Am Anfang hat Jack (Edward Norton: "Dabei bin ich mal so ein netter Kerl gewesen") einen Pistolenlauf im Mund, und der Kerl, der die Knarre hält, sieht so aus, als meine er es ernst: Tyler Durdon (Brad Pitt, dem es hier gelingt, ein bisschen wie Tom Waits auszusehen). In reizvollem Kontrast dazu steht Jacks Erzählung aus dem Off. Er refektiert seine Lage und erzählt uns, wie es dahin gekommen ist: "Ich will euch von Tyler erzählen", was er tut, in einem ungebrochenen, sarkastischen Plauderton, und natürlich beginnt er bei sich selbst. Jack ist Rückruf-Koordinator bei einem großen Autohersteller. Sein Job ist, zu entscheiden, ob es billiger ist, Schadenersatzforderungen verkohlter, zermalmter oder sonstwie verstümmelter Konstruktionsfehler-Opfer zu erfüllen (und dabei auch die zu erwartenden kommenden Kosten - und Opfer - einzukalkulieren) oder die betreffenden fehlkonstruierten Automobile in die Fabriken zurückzurufen, um die Fehler zu beheben. Eine Rechenaufgabe. Jack ist unterfordert, er leidet weniger am Zynismius seines Jobs als unter der Leere seiner Welt, unter der Ereignislosigkeit, unter der Perfektion seines mit europäischen Möbeln (Ikea, in den USA offenbar sehr schick) eingerichteten Appartments und dem seine Persönlichkeit abrundenden Geschirr. Er kann nicht schlafen.

* **Angezeigte Informationen**
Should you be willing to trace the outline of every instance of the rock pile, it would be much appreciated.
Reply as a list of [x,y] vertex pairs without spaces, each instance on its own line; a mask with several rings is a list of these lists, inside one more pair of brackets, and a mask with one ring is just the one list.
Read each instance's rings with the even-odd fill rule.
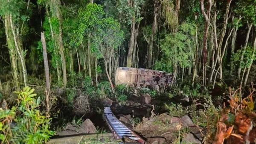
[[70,124],[67,125],[64,130],[57,135],[60,136],[70,135],[85,133],[94,133],[96,132],[96,127],[93,122],[89,119],[87,119],[79,127],[76,127]]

* **Deine Aufgaben**
a: Beantworte, welchen Beruf Jack laut dem Textauszug über Jack und Tyler Durdon ausübt.
b: Führe den Textauszug über Jack und Tyler Durdon im selben Ton nach dem Satz „Er kann nicht schlafen.“ weiter.
Das Material wird hier nicht gebraucht.

* **Schriftliche Antworten**
a: Jack ist Rückruf-Koordinator bei einem großen Autohersteller.

b:
Auf der Suche nach echten Gefühlen beginnt er Selbsthilfegruppen zu besuchen. Degenerative Knochenerkrankungen, Organische Gehirnstörungen, Krebs. Bei den Hodenamputierten lernt er Marla (Helena Bonham Carter) kennen, Selbsthilfegruppenjunkie wie er. Es ist Feindschaft auf den ersten Blick, in ihr sieht er sein Spiegelbild, in ihrer Gegenwart kann er nicht weinen. Und wenn er er nicht weint, kann er nicht schlafen. Sie teilen sich die Gruppen auf. Dann kommt Tyler, Handlungsreisender in selbstfabrizierter Seife, smart, schön, hemmungslos. Alles, was sich Jack zu sein wünscht. Als sein Appartment in die Luft fliegt ("Deprimierend: in der Küche alles voller Gewürze, aber nichts zu essen"), zieht er bei Tyler ein, lernt das Geheimnis besonders guter Seife und deren Verwendungsmöglichkeiten kennen, gründet den ersten Fight Club als Weiterentwicklung der Selbsthilfegruppen-Idee und saugt Tylers Philosophie in sich ein, die ziemlich eindrucksvoll klingt im Film: "Du bist nicht dein Job, bist nicht der Inhalt deiner Brieftasche, bist nicht deine Statussymbole. Die Dinge, die du besitzt, besitzen am Ende dich. Erst wenn du alles verloren hast, hast du die Freiheit, alles zu tun." Und weil Tyler ein großes Sendungsbewußtsein besitzt, beginnt er mit Fight-Club-Mitgliedern eine sehr effektive Spaßguerilla aufzubauen, die seine Erkenntnisse im größeren Maßstab realisiert.
Zugegeben, Tylers Botschaft reißt einen nicht vom Hocker, aber Film ist nur zweitrangig eine philosophische Veranstaltung, und dafür reichts. Auch, wenn Regisseur David Fincher offenbar ein bisschen zu sehr auf Tylers Sprüche steht, was für die wenigen Durchhänger verantwortlich ist. Allerdings: Fight Club beginnt so stark, dass eine Steigerung ist nicht mehr möglich scheint und - wie man sehen kann - auch nicht stattfindet. Die Akzente verschieben sich: weg vom coolen Monolog und der Weltsicht Jacks, hin zur Gewalttätigkeit von Tyler. Leider, aber da kann man als kritisierender Kinosesselfurzer klug reden, leider fehlt so etwas wie eine Synthese am Schluss, irgendwas, was man mit nach Hause nehmen kann außer einem Bild hoffnungsvoller Zerstörung.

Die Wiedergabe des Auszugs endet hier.